Update the items below by replacing every occurrence of "one point per instance" with "a single point for each instance", keeping everything else unchanged.
** Begin Records for the exercise **
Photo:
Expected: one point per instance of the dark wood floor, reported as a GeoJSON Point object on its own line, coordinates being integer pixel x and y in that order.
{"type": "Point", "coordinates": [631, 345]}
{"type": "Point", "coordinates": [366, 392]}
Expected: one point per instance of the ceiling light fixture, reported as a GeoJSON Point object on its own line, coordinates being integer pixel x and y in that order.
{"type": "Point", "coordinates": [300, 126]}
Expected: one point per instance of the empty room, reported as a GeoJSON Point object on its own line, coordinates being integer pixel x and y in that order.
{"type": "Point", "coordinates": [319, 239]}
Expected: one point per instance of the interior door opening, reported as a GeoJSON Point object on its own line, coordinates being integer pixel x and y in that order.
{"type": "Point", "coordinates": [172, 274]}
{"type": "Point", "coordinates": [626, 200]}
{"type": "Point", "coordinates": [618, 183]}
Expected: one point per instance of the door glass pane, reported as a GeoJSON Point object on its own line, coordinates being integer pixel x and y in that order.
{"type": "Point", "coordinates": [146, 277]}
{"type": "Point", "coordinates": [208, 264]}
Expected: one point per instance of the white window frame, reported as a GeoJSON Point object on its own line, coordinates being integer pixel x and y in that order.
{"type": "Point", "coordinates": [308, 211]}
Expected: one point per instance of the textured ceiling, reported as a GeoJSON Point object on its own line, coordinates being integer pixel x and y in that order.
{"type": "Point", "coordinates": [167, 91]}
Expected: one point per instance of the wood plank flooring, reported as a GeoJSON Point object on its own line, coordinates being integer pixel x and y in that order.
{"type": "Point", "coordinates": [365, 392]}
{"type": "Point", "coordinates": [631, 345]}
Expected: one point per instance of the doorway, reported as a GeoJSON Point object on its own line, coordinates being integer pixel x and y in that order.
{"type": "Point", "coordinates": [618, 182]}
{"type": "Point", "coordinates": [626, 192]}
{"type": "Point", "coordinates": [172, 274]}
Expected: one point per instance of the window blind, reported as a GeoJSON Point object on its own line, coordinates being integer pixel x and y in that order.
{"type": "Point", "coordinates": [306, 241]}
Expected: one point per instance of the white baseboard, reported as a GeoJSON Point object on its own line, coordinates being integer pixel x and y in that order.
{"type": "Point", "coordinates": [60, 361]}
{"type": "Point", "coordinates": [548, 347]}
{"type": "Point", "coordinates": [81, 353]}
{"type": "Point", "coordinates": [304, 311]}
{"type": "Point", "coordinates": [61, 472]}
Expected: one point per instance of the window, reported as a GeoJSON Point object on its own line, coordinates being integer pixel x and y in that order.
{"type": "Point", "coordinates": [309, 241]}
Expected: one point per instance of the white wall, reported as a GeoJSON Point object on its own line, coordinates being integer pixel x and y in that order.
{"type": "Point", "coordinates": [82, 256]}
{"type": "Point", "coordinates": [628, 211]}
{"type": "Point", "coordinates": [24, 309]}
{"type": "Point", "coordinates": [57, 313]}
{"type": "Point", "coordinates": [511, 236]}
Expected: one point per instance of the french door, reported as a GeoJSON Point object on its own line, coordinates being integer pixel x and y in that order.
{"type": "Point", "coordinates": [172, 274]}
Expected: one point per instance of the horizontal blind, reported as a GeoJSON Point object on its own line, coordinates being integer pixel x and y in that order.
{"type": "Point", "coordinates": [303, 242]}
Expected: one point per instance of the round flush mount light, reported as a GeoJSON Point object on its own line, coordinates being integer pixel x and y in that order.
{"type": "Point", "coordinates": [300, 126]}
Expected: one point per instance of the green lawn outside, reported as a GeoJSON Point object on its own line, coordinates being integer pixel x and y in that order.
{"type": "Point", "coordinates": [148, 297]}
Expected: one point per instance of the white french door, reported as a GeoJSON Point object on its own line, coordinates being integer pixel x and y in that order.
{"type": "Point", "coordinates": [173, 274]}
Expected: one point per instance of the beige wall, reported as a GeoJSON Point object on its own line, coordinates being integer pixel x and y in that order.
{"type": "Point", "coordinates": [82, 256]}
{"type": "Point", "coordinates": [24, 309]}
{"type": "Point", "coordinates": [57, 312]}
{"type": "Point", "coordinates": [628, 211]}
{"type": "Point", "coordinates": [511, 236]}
** End Records for the exercise **
▶ Task answer
Photo:
Expected: a single point for each instance of the dark wood floor, reported as a GeoJSON Point object on its own line, coordinates being integer pixel x and y in that order.
{"type": "Point", "coordinates": [631, 345]}
{"type": "Point", "coordinates": [366, 392]}
Expected: a single point for each instance of the ceiling light fixture, reported as a GeoJSON Point object on its own line, coordinates being integer pixel x and y in that order.
{"type": "Point", "coordinates": [300, 126]}
Expected: a single point for each instance of the empty room, reported as a GeoJSON Point object on its own line, coordinates being integer pixel x and y in that order.
{"type": "Point", "coordinates": [319, 239]}
Expected: a single point for each instance of the interior door opening, reported as a GeoJSON Point object on its own line, coordinates being integer pixel x and y in that order.
{"type": "Point", "coordinates": [172, 274]}
{"type": "Point", "coordinates": [626, 200]}
{"type": "Point", "coordinates": [618, 183]}
Expected: a single point for each instance of the door glass pane, reported as a GeoJSON Point object on its own line, coordinates being integer pixel x and y in that order.
{"type": "Point", "coordinates": [146, 277]}
{"type": "Point", "coordinates": [208, 264]}
Expected: a single point for each instance of the white window frame, reported as a GeoJSON Point object on its own line, coordinates being integer pixel x and y in that order.
{"type": "Point", "coordinates": [308, 211]}
Expected: a single point for each instance of the textured ceiling, reported as a GeoJSON Point object on its own line, coordinates being integer pixel x and y in that order.
{"type": "Point", "coordinates": [167, 91]}
Expected: a single point for each instance of the wood plank flooring, reported as a GeoJSON Point object on its own line, coordinates being integer pixel x and y in that order.
{"type": "Point", "coordinates": [365, 392]}
{"type": "Point", "coordinates": [631, 345]}
Expected: a single point for each instance of the doorway, reported as a GeoJSON Point object on its own line, coordinates being integer pixel x and y in that order.
{"type": "Point", "coordinates": [618, 182]}
{"type": "Point", "coordinates": [626, 192]}
{"type": "Point", "coordinates": [172, 274]}
Expected: a single point for each instance of the window blind, reported as a GeoJSON Point object on its own line, coordinates being integer pixel x and y in that order.
{"type": "Point", "coordinates": [306, 241]}
Expected: a single point for each instance of the white baseboard, reported as a GeoJSON Point object on its own line, coordinates being integer pixel x and y in that order.
{"type": "Point", "coordinates": [60, 361]}
{"type": "Point", "coordinates": [548, 347]}
{"type": "Point", "coordinates": [81, 353]}
{"type": "Point", "coordinates": [304, 311]}
{"type": "Point", "coordinates": [61, 472]}
Expected: a single point for each instance of the window, reported as a GeoJSON Point object on its own line, coordinates being integer pixel x and y in that order.
{"type": "Point", "coordinates": [309, 241]}
Expected: a single point for each instance of the white wall, reported as a GeoJSON Point object on its own line, coordinates being integer pixel x and y in that order.
{"type": "Point", "coordinates": [82, 256]}
{"type": "Point", "coordinates": [628, 211]}
{"type": "Point", "coordinates": [24, 309]}
{"type": "Point", "coordinates": [57, 313]}
{"type": "Point", "coordinates": [511, 236]}
Expected: a single point for each instance of the french door, reported as a GeoJSON Point object on its own line, coordinates being integer pixel x and y in that order.
{"type": "Point", "coordinates": [172, 274]}
Expected: a single point for each instance of the horizontal blind, reported as a GeoJSON Point object on its own line, coordinates being integer pixel x and y in that order.
{"type": "Point", "coordinates": [303, 242]}
Expected: a single point for each instance of the round flush mount light, reported as a GeoJSON Point object on its own line, coordinates being integer pixel x and y in that order.
{"type": "Point", "coordinates": [300, 126]}
Expected: a single point for each instance of the green lawn outside, reported as a GeoJSON Point object on its own line, coordinates being integer pixel x and y in that order.
{"type": "Point", "coordinates": [148, 297]}
Expected: a single point for each instance of the white french door, reported as a GeoJSON Point object on its own line, coordinates being integer pixel x and y in that order.
{"type": "Point", "coordinates": [173, 274]}
Expected: a single point for each instance of the beige wall, reported as a GeoJSON Point object on its own line, coordinates being integer pixel x and y in that order.
{"type": "Point", "coordinates": [82, 256]}
{"type": "Point", "coordinates": [24, 309]}
{"type": "Point", "coordinates": [57, 312]}
{"type": "Point", "coordinates": [628, 211]}
{"type": "Point", "coordinates": [511, 236]}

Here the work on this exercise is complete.